| AVAILABLE RECORDS |
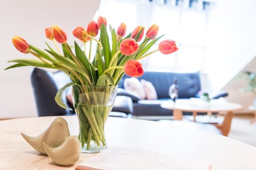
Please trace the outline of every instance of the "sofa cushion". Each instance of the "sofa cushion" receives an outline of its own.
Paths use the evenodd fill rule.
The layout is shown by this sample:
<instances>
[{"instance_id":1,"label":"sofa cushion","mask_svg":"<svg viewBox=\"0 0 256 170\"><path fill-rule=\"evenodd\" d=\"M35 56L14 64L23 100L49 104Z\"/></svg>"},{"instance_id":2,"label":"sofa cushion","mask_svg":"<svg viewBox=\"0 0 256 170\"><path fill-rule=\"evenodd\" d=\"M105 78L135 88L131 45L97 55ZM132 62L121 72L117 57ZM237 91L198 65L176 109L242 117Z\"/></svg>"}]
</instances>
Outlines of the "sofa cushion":
<instances>
[{"instance_id":1,"label":"sofa cushion","mask_svg":"<svg viewBox=\"0 0 256 170\"><path fill-rule=\"evenodd\" d=\"M168 91L170 86L173 83L174 77L177 78L179 87L179 98L194 97L201 89L199 72L178 73L145 71L144 74L138 79L140 81L143 79L150 82L155 87L159 99L170 97ZM124 75L123 79L127 78L130 76ZM123 87L123 80L121 80L118 84L119 87Z\"/></svg>"},{"instance_id":2,"label":"sofa cushion","mask_svg":"<svg viewBox=\"0 0 256 170\"><path fill-rule=\"evenodd\" d=\"M55 83L53 74L45 70L34 68L31 74L31 82L38 116L62 115L69 113L55 101L55 96L60 84ZM66 100L65 94L62 100L65 102Z\"/></svg>"},{"instance_id":3,"label":"sofa cushion","mask_svg":"<svg viewBox=\"0 0 256 170\"><path fill-rule=\"evenodd\" d=\"M143 89L141 83L135 78L126 78L124 82L124 89L133 91L140 96L140 99L145 99L145 92Z\"/></svg>"},{"instance_id":4,"label":"sofa cushion","mask_svg":"<svg viewBox=\"0 0 256 170\"><path fill-rule=\"evenodd\" d=\"M157 99L157 94L156 94L156 89L153 84L148 81L144 79L140 80L140 83L142 86L143 89L145 92L145 97L148 100Z\"/></svg>"}]
</instances>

| BRIEF |
Output these lines as a numbered list, skipping any blank lines and leaving out the picture.

| OUTPUT FOR THIS TASK |
1. Please trace the outline of every instance of the "sofa cushion". Each instance of the "sofa cushion" receives an outline of its own.
2. Paths use the evenodd fill rule.
3. The layout is shown by this sample:
4. <instances>
5. [{"instance_id":1,"label":"sofa cushion","mask_svg":"<svg viewBox=\"0 0 256 170\"><path fill-rule=\"evenodd\" d=\"M35 56L14 64L23 100L49 104Z\"/></svg>"},{"instance_id":2,"label":"sofa cushion","mask_svg":"<svg viewBox=\"0 0 256 170\"><path fill-rule=\"evenodd\" d=\"M105 78L135 88L131 45L97 55ZM132 62L121 72L117 57ZM237 91L198 65L176 109L242 117Z\"/></svg>"}]
6. </instances>
7. Outlines of the "sofa cushion":
8. <instances>
9. [{"instance_id":1,"label":"sofa cushion","mask_svg":"<svg viewBox=\"0 0 256 170\"><path fill-rule=\"evenodd\" d=\"M168 91L170 86L173 83L174 77L177 78L179 87L179 98L194 97L201 89L199 72L178 73L145 71L144 74L138 79L140 81L143 79L150 82L155 87L159 99L170 97ZM124 75L123 79L127 78L130 76ZM123 87L123 80L121 80L118 84L119 87Z\"/></svg>"},{"instance_id":2,"label":"sofa cushion","mask_svg":"<svg viewBox=\"0 0 256 170\"><path fill-rule=\"evenodd\" d=\"M55 83L53 74L45 70L34 68L31 74L31 82L38 116L62 115L69 113L55 101L55 96L60 84ZM66 100L65 94L62 100L65 102Z\"/></svg>"},{"instance_id":3,"label":"sofa cushion","mask_svg":"<svg viewBox=\"0 0 256 170\"><path fill-rule=\"evenodd\" d=\"M143 89L141 83L135 78L126 78L124 82L124 89L133 91L140 96L140 99L145 99L145 92Z\"/></svg>"},{"instance_id":4,"label":"sofa cushion","mask_svg":"<svg viewBox=\"0 0 256 170\"><path fill-rule=\"evenodd\" d=\"M157 99L157 94L156 94L156 89L153 84L148 81L144 79L140 80L140 83L142 86L143 89L145 92L145 97L148 100Z\"/></svg>"}]
10. </instances>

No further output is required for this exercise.